> **Input for this task**:
● ● ● ● ● ● ●

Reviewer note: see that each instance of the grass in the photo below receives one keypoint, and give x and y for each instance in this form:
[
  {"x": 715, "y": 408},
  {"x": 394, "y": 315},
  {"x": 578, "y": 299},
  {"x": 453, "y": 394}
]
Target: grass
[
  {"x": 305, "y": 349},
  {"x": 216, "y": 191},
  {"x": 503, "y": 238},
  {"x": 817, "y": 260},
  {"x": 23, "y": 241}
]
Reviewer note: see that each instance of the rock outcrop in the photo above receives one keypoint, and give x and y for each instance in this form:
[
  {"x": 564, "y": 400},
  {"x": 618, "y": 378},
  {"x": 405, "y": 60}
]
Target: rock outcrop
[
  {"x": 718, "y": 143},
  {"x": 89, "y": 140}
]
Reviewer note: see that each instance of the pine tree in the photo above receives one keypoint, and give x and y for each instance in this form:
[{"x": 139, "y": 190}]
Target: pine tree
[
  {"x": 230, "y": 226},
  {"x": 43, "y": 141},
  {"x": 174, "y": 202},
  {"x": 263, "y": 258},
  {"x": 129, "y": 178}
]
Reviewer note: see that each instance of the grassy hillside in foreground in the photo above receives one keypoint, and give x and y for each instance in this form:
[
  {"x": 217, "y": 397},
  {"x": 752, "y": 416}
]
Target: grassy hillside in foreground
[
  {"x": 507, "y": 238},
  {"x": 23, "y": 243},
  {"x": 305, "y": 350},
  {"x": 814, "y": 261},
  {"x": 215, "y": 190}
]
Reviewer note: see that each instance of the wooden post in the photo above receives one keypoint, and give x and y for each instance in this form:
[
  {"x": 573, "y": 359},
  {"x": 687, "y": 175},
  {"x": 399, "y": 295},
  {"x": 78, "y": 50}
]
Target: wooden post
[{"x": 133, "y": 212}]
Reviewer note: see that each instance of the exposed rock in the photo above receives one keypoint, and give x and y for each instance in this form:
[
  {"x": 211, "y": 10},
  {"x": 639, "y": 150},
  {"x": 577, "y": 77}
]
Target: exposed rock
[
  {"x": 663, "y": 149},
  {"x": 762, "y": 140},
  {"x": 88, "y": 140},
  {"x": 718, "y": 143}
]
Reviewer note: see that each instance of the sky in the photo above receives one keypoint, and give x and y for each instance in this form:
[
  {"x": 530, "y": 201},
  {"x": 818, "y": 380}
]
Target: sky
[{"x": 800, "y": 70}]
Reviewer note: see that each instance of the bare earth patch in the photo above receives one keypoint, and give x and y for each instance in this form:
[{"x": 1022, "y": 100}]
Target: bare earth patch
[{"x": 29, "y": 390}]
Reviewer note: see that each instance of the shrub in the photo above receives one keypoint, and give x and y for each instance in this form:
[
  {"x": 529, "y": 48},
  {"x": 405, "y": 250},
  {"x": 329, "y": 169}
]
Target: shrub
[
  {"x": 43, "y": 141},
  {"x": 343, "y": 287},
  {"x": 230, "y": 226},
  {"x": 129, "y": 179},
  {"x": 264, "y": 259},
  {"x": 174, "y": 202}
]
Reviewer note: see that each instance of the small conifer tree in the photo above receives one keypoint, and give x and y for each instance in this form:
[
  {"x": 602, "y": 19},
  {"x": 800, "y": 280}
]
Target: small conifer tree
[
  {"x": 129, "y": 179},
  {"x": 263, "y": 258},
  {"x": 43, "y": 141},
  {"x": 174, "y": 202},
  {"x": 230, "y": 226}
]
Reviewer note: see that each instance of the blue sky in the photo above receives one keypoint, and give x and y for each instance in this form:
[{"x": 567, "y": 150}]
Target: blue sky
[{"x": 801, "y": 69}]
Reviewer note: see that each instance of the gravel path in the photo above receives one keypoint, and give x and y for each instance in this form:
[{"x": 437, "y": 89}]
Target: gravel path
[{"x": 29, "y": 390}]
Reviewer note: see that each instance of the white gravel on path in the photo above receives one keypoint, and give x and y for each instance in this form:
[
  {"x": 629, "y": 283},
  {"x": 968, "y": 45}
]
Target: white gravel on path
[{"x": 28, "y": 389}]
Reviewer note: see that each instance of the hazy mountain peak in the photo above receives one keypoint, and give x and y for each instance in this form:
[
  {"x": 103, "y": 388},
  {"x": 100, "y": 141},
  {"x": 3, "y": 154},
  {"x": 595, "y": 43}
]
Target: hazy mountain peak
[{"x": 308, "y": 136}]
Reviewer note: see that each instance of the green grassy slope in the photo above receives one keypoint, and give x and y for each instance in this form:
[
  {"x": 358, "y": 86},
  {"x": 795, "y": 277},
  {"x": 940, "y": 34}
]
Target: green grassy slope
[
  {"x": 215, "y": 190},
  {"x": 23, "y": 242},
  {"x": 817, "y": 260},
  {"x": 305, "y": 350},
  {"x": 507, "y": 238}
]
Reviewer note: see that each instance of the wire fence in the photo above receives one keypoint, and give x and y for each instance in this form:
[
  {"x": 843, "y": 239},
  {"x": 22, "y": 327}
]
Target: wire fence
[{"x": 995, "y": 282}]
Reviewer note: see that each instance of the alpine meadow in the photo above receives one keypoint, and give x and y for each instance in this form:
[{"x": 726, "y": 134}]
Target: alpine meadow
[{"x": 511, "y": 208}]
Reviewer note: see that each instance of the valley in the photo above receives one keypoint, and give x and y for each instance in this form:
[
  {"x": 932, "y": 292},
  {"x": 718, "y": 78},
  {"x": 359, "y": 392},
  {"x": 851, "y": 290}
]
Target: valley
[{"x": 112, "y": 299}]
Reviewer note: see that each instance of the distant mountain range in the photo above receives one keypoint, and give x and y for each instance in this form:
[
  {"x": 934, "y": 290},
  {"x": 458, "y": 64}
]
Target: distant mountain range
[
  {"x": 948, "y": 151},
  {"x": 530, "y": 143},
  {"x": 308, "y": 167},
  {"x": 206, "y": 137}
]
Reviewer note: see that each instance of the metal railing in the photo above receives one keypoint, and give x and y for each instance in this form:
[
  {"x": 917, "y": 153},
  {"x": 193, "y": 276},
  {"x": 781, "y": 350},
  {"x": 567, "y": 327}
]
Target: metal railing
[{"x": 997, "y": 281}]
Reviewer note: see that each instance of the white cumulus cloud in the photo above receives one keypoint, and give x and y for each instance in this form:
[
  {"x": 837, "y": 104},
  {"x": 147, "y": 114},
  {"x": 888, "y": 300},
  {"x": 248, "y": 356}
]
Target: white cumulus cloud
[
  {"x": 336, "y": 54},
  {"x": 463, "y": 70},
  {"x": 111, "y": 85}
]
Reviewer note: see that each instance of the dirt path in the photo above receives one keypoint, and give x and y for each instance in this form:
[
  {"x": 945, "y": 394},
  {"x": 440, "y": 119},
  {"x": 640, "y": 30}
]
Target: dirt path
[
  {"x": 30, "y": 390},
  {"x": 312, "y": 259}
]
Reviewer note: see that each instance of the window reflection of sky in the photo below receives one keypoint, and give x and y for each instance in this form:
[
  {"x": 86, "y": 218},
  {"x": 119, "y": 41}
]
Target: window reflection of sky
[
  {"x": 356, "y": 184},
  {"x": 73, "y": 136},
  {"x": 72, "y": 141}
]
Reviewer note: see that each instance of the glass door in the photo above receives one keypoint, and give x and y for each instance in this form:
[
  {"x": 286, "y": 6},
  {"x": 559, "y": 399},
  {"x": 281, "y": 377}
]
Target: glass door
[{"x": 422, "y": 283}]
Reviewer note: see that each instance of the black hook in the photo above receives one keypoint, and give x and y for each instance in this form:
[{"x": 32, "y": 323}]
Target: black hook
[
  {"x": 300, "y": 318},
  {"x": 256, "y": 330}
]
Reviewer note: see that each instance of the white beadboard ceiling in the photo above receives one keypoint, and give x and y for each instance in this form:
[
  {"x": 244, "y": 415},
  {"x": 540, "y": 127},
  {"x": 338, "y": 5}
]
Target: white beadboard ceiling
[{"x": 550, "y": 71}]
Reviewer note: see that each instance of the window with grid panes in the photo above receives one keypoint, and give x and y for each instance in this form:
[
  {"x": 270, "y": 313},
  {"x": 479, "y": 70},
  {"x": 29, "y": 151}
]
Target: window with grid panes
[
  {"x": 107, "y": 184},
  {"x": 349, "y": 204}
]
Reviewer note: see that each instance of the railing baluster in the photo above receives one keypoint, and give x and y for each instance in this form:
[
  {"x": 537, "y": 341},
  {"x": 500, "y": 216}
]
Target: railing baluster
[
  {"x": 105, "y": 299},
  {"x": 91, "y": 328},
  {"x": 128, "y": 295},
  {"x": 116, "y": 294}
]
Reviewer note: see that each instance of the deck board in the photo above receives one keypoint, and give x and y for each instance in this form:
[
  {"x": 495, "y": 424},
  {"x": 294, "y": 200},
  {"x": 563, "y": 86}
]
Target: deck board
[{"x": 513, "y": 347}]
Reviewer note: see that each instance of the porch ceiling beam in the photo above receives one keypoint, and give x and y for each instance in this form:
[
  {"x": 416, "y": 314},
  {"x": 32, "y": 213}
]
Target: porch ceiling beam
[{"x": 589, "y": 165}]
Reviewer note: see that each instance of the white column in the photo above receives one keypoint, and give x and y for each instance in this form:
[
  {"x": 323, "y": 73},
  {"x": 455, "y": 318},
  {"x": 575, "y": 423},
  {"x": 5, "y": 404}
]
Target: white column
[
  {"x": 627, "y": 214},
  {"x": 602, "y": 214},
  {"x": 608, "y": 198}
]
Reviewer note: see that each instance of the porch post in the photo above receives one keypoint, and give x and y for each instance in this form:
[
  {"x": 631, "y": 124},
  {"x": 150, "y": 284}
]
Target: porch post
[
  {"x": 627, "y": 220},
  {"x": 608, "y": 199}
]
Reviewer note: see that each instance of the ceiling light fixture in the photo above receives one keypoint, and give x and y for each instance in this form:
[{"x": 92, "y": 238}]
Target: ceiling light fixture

● ● ● ● ● ● ●

> **What is asked**:
Beginning with the line that contains "Reviewer note: see that each instance of the window with", quote each line exactly through the last line of the entries above, and nothing beyond them.

> **Correct answer**:
Reviewer note: see that each instance of the window with grid panes in the photo above receives one keypoint, and give x and y for each instance in this form:
[
  {"x": 270, "y": 313},
  {"x": 479, "y": 70},
  {"x": 29, "y": 151}
]
Target: window with grid panes
[
  {"x": 107, "y": 184},
  {"x": 349, "y": 204}
]
Reviewer note: see that each instance of the railing baluster in the photo above receives one keypoint, and give x and y for each instance in this form:
[
  {"x": 537, "y": 341},
  {"x": 500, "y": 216}
]
Target: railing baluster
[
  {"x": 105, "y": 299},
  {"x": 91, "y": 328},
  {"x": 128, "y": 295},
  {"x": 116, "y": 294}
]
Reviewer note: see that each instance of the deck board in the photo above receives one keypoint, and give x and y for each instance in this form:
[
  {"x": 495, "y": 424},
  {"x": 294, "y": 200},
  {"x": 563, "y": 86}
]
Target: deck board
[{"x": 513, "y": 347}]
Reviewer note: see that each instance of the porch ceiling beam in the photo above receives one keypoint, and give x and y for each instance in this form:
[
  {"x": 416, "y": 314},
  {"x": 32, "y": 213}
]
Target: porch ceiling beam
[{"x": 589, "y": 165}]
Reviewer note: see that each instance of the white column in the photo above receives one keypoint, and give x and y for each instance in this form:
[
  {"x": 323, "y": 73},
  {"x": 455, "y": 318},
  {"x": 575, "y": 423},
  {"x": 5, "y": 404}
]
Target: white column
[
  {"x": 627, "y": 214},
  {"x": 602, "y": 214},
  {"x": 608, "y": 198}
]
Reviewer note: see that each instance of the porch post in the photo above receives one keypoint, and give x and y for each instance in this form:
[
  {"x": 631, "y": 124},
  {"x": 150, "y": 284}
]
Target: porch post
[
  {"x": 627, "y": 220},
  {"x": 608, "y": 199}
]
Reviewer note: see that each instance of the ceiling light fixture in the photo above receives one keypoint, and give x and y for each instance in this form:
[{"x": 92, "y": 238}]
Target: ceiling light fixture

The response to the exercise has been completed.